Work required: Please list every line in the material below that contains the word "ground".

Input rows:
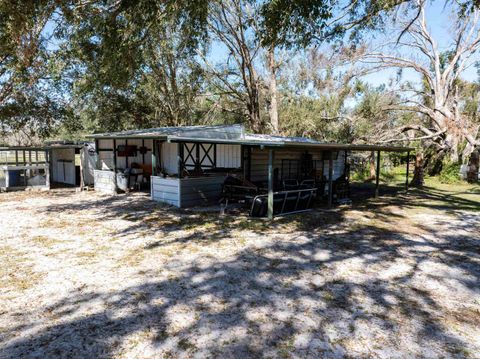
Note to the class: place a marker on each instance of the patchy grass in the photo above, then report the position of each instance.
(122, 276)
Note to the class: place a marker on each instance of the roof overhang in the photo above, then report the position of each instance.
(292, 144)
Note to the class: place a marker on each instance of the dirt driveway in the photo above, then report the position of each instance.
(89, 276)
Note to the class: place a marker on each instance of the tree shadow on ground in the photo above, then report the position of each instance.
(285, 297)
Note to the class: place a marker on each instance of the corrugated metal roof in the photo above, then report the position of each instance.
(162, 132)
(235, 134)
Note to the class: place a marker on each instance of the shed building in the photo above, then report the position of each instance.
(187, 166)
(57, 164)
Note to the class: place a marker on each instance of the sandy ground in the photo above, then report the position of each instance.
(83, 275)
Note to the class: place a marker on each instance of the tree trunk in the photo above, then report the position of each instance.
(418, 175)
(273, 93)
(373, 171)
(473, 167)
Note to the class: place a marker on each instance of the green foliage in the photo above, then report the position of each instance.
(450, 173)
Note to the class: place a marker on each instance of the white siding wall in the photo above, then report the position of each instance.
(104, 181)
(229, 156)
(170, 158)
(166, 190)
(105, 157)
(63, 172)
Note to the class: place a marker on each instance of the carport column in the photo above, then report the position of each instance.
(330, 179)
(408, 170)
(154, 156)
(115, 163)
(377, 175)
(270, 184)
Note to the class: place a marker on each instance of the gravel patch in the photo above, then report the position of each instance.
(85, 275)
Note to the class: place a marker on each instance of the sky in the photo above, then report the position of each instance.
(439, 22)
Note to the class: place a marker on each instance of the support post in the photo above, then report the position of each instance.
(97, 152)
(154, 156)
(126, 153)
(330, 179)
(408, 170)
(270, 184)
(377, 175)
(115, 164)
(180, 159)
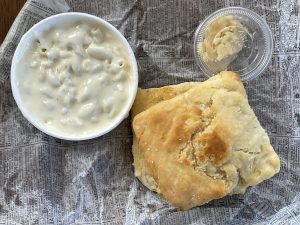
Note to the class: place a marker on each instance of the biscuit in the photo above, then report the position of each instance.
(195, 142)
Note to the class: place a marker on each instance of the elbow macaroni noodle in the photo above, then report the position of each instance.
(76, 78)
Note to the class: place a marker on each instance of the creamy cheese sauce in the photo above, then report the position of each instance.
(75, 78)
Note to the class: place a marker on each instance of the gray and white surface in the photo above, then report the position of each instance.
(44, 180)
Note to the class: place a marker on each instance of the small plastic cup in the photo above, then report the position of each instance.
(257, 50)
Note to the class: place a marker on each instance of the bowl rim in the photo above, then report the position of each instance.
(266, 59)
(22, 106)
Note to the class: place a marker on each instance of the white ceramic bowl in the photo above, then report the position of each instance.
(52, 22)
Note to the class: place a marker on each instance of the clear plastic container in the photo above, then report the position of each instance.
(257, 50)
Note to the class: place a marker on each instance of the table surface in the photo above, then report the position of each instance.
(9, 9)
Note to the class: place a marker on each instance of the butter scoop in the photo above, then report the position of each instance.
(224, 39)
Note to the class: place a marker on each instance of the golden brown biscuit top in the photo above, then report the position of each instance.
(195, 146)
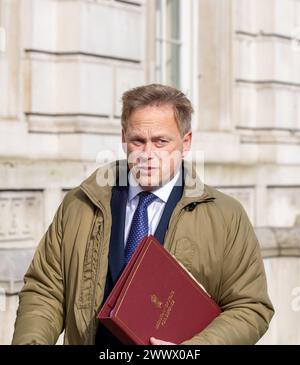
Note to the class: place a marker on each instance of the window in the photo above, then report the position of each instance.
(168, 42)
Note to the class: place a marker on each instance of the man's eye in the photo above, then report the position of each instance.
(162, 141)
(137, 142)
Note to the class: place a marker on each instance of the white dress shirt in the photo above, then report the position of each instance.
(155, 209)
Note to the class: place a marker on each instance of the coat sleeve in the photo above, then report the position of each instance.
(41, 306)
(246, 307)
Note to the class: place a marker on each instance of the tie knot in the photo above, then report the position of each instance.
(146, 198)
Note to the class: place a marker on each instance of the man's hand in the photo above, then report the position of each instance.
(156, 341)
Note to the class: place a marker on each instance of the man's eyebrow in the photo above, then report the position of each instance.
(154, 137)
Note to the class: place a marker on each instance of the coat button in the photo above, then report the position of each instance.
(191, 207)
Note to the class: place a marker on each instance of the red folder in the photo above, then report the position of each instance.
(156, 297)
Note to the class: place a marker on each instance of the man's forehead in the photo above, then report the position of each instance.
(153, 132)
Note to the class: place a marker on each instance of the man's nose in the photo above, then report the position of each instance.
(148, 149)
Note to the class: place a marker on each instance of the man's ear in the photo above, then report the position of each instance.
(187, 142)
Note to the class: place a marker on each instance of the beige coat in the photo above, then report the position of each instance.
(209, 232)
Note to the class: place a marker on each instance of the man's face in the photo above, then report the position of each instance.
(154, 145)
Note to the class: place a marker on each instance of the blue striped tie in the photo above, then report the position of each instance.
(139, 225)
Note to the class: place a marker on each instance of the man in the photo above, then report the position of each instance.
(98, 226)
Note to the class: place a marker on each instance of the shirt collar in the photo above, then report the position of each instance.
(162, 193)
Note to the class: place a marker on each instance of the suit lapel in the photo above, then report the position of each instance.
(116, 250)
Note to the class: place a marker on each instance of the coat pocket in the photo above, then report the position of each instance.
(185, 251)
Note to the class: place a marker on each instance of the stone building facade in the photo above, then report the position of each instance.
(63, 67)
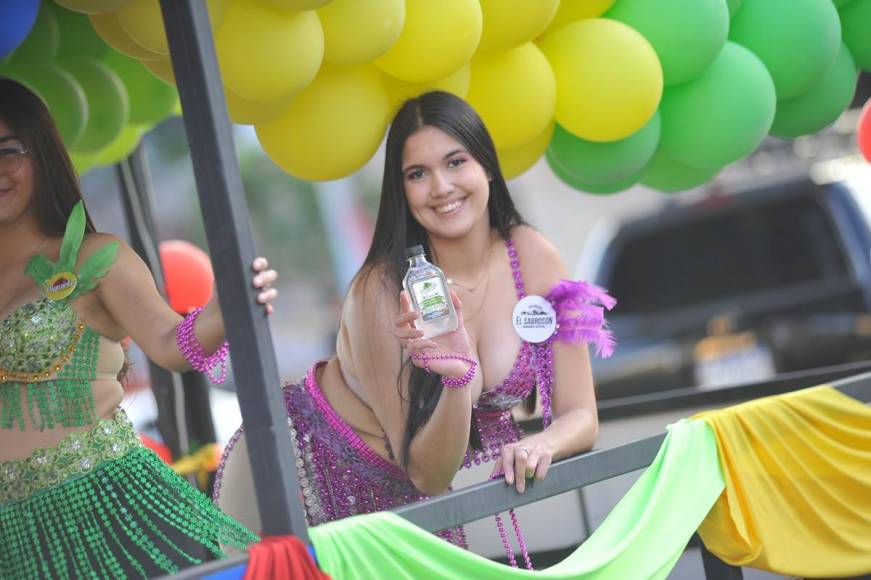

Result for this task:
Note to the class: place a marker on each instance of the tree shadow on ground in the photo above, then report the position of each instance.
Note to the class: place a marker on each instance of the sandy ground in the photo above, then report the position of each instance.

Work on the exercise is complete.